What is needed
Copy the material below word for word, leaving out the pictures.
BEGIN Data lines
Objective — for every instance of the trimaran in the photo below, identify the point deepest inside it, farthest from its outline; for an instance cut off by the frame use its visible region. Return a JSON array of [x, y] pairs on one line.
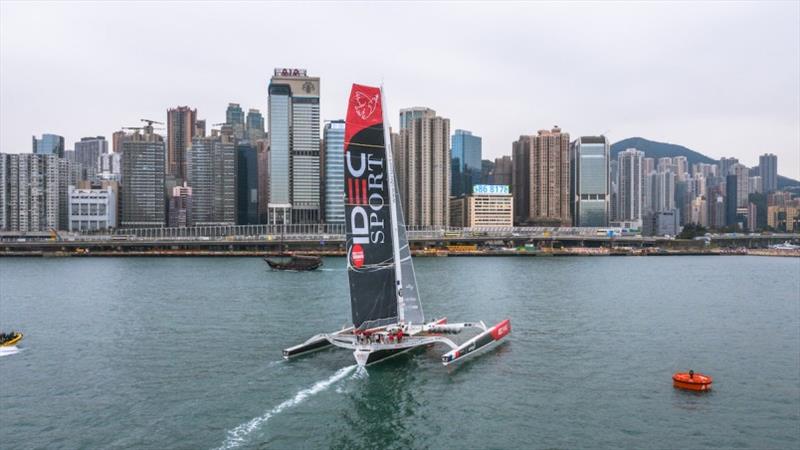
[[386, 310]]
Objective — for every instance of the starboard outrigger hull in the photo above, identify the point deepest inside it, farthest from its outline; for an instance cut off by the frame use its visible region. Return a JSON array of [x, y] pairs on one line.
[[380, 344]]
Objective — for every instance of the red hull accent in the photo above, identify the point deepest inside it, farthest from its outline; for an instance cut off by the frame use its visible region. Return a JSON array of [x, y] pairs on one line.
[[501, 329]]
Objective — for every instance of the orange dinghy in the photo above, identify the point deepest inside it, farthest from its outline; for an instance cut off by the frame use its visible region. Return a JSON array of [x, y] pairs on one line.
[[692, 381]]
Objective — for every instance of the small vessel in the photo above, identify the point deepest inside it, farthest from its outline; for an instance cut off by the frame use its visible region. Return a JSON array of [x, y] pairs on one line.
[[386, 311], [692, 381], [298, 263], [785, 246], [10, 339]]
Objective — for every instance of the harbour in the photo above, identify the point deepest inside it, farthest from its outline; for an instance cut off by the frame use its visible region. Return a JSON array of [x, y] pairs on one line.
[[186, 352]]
END Data lines
Full solution
Objective — for every instance of the trimaran in the photo below, identify the point deepest inside it, farthest from its outline; for an instance cut off by the frame use its visible region. Return a JSON array of [x, y] pairs on one line.
[[386, 310]]
Objective — for every instance of the starboard outrigger hull in the photo above, identify the point deepest inside it, farthest from its outline; for an instance cut off by the frame use its visible region. Return a JSON array of [x, y] pairs on one line.
[[380, 344]]
Objective — for every instance of the red hull accent in the photo above, identify the point deepest inside it, farthest from its outline; for an instance cut off by the frame use its visible region. Return a JSON array of [x, y] pairs on one line.
[[501, 329]]
Objective — for every instance of the orange dinghy in the photo above, identify the point deepest inside it, farthest from its outline; for an instance cut off by the frame use its visible region. Return a JSON array of [x, y] pairs on one line.
[[692, 381]]
Objective — for every instance of the small vessel in the photo above, identify the point deepest inside it, farthest from its outline; for an instance cut off by the frame use its visible region. Return a JSON array of [x, y] pairs on one line.
[[386, 311], [692, 381], [298, 263], [785, 246], [10, 339]]
Objective — for every instance of the harbour in the photo above, identify the point deepest inside it, farthest from its outline; for an instance cut off by the frame use its visible region. Return a JSON array of [x, y] pairs on one line.
[[186, 352]]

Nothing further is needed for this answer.